- **Requirements**
Repeat each line of the material exactly.

- **Input**
####
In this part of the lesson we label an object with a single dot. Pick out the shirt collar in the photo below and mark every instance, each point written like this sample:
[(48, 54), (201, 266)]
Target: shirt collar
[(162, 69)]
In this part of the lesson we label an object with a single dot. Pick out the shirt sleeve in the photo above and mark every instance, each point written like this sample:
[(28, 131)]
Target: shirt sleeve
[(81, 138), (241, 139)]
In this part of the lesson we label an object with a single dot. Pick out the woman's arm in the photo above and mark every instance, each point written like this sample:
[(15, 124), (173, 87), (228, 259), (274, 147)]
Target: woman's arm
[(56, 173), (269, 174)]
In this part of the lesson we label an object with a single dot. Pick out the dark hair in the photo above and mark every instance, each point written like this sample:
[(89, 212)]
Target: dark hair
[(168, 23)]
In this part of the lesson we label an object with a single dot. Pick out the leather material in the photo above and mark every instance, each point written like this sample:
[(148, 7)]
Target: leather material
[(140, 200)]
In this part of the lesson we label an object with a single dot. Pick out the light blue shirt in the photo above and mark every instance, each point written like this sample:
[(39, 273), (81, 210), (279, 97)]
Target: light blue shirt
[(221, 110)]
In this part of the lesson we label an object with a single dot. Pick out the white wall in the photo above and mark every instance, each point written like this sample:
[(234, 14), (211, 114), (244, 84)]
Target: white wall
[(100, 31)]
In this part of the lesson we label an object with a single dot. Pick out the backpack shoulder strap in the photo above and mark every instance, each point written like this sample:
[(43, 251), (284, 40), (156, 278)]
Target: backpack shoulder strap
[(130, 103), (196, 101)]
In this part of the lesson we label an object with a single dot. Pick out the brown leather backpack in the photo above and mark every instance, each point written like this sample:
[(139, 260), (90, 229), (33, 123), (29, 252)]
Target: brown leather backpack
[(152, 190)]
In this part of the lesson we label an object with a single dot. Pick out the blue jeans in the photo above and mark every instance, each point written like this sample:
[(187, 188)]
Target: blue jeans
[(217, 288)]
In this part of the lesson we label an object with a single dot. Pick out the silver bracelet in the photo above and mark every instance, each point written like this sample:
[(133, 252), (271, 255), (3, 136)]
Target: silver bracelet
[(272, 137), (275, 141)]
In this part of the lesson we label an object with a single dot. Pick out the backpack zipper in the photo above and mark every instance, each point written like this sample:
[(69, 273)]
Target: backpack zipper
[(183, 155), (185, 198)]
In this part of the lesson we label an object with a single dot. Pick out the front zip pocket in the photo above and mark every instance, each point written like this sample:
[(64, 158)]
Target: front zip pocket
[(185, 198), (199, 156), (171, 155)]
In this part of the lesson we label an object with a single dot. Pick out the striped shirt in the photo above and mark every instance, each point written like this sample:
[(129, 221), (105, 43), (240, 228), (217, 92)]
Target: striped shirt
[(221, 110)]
####
- **Task result**
In this part of the lesson we label an object with a single dot. Pick out the shirt collar in the photo below and mark every instance, each point written like this sample:
[(48, 54), (201, 266)]
Target: shirt collar
[(162, 69)]
In this part of the lesson we label an object with a single dot. Pick out the shirt sleeve in the photo above and mark every instance, each point written like this sample:
[(28, 131)]
Target: shirt sleeve
[(81, 138), (241, 139)]
In this part of the lesson we label an object with a single dot. Pick out the woman's arm in the photo above and mark every instance, each point written like this sample:
[(15, 124), (173, 87), (228, 259), (274, 147)]
Target: woman's arm
[(56, 173), (269, 174)]
In this part of the lesson we label an object with a single dot. Pick out the dark hair in the photo above and mark every instance, each point written like this sample:
[(89, 212)]
Target: dark hair
[(168, 23)]
In this part of the lesson we label an object with a single dot. Pick out the leather material in the photo above and mark every instance, each point written like this sample:
[(148, 7)]
Target: leather material
[(140, 200)]
In this part of the lesson we label an object with a single dot. Pick out the light blue shirt in the photo above and mark every instance, each point written like this sample:
[(39, 273), (81, 210), (279, 97)]
Target: light blue shirt
[(221, 110)]
In this part of the lesson we label an object with a single dot. Pick out the white wall in the photo above and mark every instance, each point written like this sample:
[(234, 14), (211, 114), (244, 84)]
Target: white wall
[(100, 31)]
In this part of the lesson we label an object with a single dot. Pick out the backpack shoulder strap in the photo above and mark every instance, each point written like this sample:
[(43, 251), (284, 40), (156, 278)]
Target: backpack shoulder strap
[(130, 103), (196, 101)]
In this part of the lesson we label an object with a single dot. Pick out the brown leather backpack in the photo above and mark every instance, each point written like this sample:
[(139, 260), (90, 229), (33, 123), (29, 252)]
Target: brown leather backpack
[(152, 190)]
In this part of the lesson we label an object with a single dot. Pick out the blue jeans in the photo above and mark every instance, each point written like this sample:
[(187, 188)]
Target: blue jeans
[(217, 288)]
In this part of the lesson we label an object with a single dot. Pick out the silver bracelet in the photo above and mark every instance, each point written like this sample:
[(133, 252), (271, 255), (3, 136)]
Target: silver bracelet
[(272, 137), (275, 141)]
In this part of the lesson we label an object with a single dot. Pick out the backpack zipper in the photo above and mark every instance, each point written like this sample:
[(69, 273)]
Target: backpack zipper
[(183, 155), (185, 198)]
In this part of the lesson we label an object with a single dot. Pick out the front zip pocket in the photo above and mark every instance, each point written like this sample:
[(64, 158)]
Target: front zip pocket
[(185, 198), (199, 156), (171, 155)]
In this part of the lesson we label an object with a single dot. Pick out the striped shirt in the photo above and mark every instance, each point written like this sample:
[(129, 221), (105, 43), (240, 228), (217, 92)]
Target: striped shirt
[(221, 110)]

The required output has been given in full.